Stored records

[Start of section]

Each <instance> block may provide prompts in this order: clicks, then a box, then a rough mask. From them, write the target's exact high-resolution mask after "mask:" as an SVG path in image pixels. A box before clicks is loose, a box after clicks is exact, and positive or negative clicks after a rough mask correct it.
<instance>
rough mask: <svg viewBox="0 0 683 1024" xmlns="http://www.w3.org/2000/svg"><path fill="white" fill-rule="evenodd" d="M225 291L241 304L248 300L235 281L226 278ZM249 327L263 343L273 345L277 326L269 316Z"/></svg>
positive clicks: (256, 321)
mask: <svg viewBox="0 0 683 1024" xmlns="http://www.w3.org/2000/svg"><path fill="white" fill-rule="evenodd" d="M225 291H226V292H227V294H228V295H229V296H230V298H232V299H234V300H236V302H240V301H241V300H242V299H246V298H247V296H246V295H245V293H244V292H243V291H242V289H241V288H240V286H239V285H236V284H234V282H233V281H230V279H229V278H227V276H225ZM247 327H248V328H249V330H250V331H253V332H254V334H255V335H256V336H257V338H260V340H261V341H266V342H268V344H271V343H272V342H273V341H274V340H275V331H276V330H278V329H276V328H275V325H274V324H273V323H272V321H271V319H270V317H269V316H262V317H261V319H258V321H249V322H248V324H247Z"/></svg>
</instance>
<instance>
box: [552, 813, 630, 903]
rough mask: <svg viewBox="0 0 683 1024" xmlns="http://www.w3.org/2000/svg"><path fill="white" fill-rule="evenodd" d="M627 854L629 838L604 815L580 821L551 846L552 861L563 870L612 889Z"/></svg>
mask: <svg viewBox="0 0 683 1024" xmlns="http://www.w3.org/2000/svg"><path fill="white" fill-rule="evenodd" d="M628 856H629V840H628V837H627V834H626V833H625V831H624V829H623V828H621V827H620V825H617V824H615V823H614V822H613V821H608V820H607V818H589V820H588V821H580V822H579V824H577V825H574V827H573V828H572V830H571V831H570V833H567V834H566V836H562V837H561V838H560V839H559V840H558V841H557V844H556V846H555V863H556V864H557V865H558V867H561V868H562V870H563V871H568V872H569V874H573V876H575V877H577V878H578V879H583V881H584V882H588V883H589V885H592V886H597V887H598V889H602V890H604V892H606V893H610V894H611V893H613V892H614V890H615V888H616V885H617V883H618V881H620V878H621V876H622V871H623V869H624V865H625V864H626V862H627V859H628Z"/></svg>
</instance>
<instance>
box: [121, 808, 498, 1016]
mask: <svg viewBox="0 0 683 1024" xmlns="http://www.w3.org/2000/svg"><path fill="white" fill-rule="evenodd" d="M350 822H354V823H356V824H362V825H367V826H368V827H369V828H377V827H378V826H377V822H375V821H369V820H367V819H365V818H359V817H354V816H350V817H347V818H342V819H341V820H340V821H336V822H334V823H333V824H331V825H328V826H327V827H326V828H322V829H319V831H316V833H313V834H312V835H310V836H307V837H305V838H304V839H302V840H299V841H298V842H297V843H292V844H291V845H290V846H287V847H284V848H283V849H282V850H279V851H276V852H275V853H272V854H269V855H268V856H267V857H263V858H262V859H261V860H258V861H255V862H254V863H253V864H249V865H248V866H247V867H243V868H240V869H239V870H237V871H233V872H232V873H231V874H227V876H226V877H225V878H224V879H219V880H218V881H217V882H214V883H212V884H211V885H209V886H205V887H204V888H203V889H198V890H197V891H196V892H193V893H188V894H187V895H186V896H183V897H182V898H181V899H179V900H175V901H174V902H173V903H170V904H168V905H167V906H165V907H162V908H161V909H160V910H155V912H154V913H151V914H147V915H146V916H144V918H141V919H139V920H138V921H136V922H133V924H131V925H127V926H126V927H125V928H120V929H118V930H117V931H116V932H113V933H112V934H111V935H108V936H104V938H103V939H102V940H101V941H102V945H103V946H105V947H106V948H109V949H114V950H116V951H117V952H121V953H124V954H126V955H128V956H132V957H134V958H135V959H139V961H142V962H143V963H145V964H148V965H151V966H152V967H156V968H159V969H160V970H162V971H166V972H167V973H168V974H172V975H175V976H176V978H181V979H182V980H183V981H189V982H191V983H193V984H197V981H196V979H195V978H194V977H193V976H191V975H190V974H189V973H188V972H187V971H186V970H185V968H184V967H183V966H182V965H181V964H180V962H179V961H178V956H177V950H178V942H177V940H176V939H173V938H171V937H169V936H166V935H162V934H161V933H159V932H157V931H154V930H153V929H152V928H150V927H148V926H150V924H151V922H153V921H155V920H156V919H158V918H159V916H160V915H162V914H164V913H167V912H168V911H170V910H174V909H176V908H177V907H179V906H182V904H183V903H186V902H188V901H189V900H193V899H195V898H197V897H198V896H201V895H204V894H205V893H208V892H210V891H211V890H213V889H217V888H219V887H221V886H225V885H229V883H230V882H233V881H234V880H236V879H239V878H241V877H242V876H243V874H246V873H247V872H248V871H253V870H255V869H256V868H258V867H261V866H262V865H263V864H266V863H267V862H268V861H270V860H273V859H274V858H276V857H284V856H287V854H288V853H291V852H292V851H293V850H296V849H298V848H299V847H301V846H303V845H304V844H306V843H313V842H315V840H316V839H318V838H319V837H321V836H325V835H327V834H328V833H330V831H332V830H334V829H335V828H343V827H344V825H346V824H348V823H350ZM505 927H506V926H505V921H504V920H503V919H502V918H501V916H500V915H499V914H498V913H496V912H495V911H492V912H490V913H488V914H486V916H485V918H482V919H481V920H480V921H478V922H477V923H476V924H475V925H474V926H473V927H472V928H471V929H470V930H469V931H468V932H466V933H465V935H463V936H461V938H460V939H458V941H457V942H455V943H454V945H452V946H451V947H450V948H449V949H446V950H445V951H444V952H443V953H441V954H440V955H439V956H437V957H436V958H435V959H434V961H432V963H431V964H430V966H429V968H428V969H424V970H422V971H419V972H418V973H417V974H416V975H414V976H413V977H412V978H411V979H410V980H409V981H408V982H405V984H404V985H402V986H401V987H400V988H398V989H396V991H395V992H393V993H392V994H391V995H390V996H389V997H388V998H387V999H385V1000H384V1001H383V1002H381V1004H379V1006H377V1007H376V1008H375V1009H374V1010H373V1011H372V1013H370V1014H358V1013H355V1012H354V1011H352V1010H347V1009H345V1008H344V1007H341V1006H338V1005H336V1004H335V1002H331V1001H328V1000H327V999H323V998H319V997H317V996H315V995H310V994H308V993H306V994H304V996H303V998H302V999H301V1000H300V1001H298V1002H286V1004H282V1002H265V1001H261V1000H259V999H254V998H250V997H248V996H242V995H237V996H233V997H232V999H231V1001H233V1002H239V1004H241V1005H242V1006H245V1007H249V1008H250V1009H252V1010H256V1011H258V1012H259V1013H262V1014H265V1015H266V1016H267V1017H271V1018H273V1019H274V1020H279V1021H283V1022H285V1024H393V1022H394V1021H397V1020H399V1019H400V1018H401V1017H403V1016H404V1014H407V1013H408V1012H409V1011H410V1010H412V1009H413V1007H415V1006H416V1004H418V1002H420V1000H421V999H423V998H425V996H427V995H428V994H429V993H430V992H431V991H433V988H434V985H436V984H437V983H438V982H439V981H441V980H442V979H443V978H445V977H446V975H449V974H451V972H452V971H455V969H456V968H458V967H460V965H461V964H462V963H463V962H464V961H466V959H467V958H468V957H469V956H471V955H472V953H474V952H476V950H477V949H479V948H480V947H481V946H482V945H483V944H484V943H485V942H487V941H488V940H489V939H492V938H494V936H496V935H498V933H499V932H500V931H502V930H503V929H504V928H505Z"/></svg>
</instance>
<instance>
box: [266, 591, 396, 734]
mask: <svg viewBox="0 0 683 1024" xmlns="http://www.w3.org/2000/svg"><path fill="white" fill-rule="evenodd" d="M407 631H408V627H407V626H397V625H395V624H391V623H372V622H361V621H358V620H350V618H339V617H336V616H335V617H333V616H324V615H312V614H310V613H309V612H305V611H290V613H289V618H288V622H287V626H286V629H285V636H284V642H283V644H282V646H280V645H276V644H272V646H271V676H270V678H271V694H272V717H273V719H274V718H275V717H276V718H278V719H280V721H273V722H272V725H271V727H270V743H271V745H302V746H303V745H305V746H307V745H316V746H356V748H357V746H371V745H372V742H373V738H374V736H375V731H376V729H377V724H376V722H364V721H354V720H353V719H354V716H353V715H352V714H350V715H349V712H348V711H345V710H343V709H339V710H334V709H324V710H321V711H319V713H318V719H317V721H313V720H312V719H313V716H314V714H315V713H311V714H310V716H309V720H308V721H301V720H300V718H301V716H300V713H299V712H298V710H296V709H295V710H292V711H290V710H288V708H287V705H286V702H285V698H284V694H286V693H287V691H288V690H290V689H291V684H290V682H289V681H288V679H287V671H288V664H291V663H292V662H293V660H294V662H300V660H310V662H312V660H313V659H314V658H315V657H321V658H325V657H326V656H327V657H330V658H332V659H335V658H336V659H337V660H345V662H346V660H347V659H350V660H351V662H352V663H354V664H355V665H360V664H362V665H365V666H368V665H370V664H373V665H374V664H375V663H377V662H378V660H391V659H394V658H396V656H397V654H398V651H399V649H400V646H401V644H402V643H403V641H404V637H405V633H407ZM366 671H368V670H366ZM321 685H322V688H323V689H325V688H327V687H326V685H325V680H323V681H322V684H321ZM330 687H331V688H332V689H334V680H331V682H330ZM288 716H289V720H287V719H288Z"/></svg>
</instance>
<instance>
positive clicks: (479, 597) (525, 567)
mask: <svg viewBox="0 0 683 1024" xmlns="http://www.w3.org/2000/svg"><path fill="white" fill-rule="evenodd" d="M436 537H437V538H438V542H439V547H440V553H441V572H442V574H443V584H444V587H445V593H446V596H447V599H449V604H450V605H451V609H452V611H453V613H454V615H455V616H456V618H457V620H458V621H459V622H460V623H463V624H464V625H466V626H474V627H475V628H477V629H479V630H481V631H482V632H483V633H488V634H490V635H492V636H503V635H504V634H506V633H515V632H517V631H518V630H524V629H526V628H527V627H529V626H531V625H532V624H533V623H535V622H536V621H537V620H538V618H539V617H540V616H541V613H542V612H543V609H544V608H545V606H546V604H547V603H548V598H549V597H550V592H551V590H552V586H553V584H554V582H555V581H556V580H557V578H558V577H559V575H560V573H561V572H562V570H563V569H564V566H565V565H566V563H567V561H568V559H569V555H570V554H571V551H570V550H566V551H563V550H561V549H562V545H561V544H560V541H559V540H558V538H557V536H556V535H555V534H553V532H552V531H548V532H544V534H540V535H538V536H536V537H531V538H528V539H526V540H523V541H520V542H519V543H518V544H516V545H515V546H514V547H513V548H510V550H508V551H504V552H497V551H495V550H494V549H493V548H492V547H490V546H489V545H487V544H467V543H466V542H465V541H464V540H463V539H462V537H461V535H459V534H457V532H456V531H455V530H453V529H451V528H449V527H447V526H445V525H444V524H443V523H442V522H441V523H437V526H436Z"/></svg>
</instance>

[End of section]

What you will do => Copy the lines word for word, starting at the first line of the stored records and continuing up to and including the line with "positive clicks: (256, 321)".

Task response =>
Each <instance> block may provide prompts in this order: clicks, then a box, then a rough mask. From them, write the target's exact high-resolution mask after "mask:" as an SVG path in image pixels. A box before clicks is loose, a box after clicks is exact, and positive or negative clicks after a rough mask correct it.
<instance>
rough mask: <svg viewBox="0 0 683 1024" xmlns="http://www.w3.org/2000/svg"><path fill="white" fill-rule="evenodd" d="M225 291L241 304L248 300L235 281L226 278ZM249 327L263 343L273 345L277 326L269 316Z"/></svg>
positive clicks: (256, 321)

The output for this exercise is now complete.